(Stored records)
---+---

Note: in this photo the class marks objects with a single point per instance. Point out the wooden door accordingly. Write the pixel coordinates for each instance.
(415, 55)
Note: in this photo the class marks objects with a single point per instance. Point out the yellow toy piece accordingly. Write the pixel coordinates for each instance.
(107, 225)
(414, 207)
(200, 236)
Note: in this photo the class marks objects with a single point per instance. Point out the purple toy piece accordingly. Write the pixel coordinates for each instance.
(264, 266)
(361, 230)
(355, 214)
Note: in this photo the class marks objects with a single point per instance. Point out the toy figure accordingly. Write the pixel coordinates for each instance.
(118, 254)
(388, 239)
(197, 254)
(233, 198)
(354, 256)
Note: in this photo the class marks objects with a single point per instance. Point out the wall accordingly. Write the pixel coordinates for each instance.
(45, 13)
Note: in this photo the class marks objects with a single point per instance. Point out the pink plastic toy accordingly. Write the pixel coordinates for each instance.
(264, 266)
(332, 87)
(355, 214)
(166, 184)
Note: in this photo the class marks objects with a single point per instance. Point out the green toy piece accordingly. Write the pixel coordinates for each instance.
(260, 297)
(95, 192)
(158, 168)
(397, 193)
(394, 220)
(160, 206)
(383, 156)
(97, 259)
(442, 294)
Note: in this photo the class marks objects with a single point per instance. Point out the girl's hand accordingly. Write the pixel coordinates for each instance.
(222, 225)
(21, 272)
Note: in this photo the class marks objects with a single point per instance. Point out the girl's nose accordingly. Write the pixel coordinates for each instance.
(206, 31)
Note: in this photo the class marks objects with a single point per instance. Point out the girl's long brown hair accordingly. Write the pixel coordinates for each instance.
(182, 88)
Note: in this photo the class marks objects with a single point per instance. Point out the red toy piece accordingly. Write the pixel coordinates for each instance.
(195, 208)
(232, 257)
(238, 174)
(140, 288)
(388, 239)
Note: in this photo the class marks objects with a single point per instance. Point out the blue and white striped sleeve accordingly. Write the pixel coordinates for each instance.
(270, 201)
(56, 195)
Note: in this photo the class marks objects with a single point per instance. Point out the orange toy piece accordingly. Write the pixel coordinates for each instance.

---+---

## Problem to work on
An exact copy of every record above is required.

## Completed exercise
Note: in this photo the class marks objects with a single point per instance. Point out the wooden door accordingly. Write the pixel coordinates for each instance.
(415, 55)
Note: in this photo the class marks objects with a single point per instance. Point out the yellow toy piece accordingly. Write the pixel coordinates for each instance.
(107, 225)
(414, 207)
(200, 236)
Note: in this photo the class marks objects with a single point per instance. Point out the purple toy piece accordingly. Write the pixel coordinates for each instance.
(264, 266)
(361, 230)
(355, 214)
Note: in this photo the class marks objects with a single point per instance. Point out the toy figure accordingly. Write the pixel coordinates for each instance.
(118, 254)
(388, 239)
(197, 254)
(233, 198)
(354, 256)
Note: in this photo the class marks objects with a single point per instance. Point out the wall accordingly. Write the pixel coordinates for each instance.
(45, 13)
Note: in this photo the class marks objects with a single point per instance. Point out the pink plastic toy accordingly. Write the pixel coordinates for each instance.
(264, 266)
(332, 87)
(355, 214)
(166, 184)
Note: in this photo the class marks objects with a single point per instance. Point out the green toy piece accordingly. Write the pixel coordinates for each instance.
(260, 297)
(95, 192)
(158, 168)
(397, 193)
(394, 220)
(160, 206)
(383, 156)
(97, 259)
(442, 294)
Note: in this photo the class marks objects with a single point per instance. Point out the girl's hand accordingly. Write the pixel coordinates for each instance.
(222, 225)
(21, 272)
Note: in this photo the class marks objects with a single point per instance. Point out the girl's nose accordingly. Write the pixel coordinates for each instance.
(206, 31)
Note: in this photo the class marks objects with a single point per instance. Point out the girl's long brown hair accordingly. Write the pixel coordinates for each instance.
(182, 88)
Note: in this photo the class marks objects with a single point per instance. Point out the red toy piece accordingly. Write the pixel coordinates for each instance.
(195, 208)
(232, 257)
(238, 174)
(140, 288)
(388, 239)
Note: in this photo the class marks objects with a single point per instance. Point out the blue and white striped sleeve accordingly. Write the pixel coordinates for each instance.
(270, 201)
(56, 195)
Note: in this photo the class marks objects with a single point per instance. Point out the orange toy piece accordingly. Write the pixel coordinates for each instance.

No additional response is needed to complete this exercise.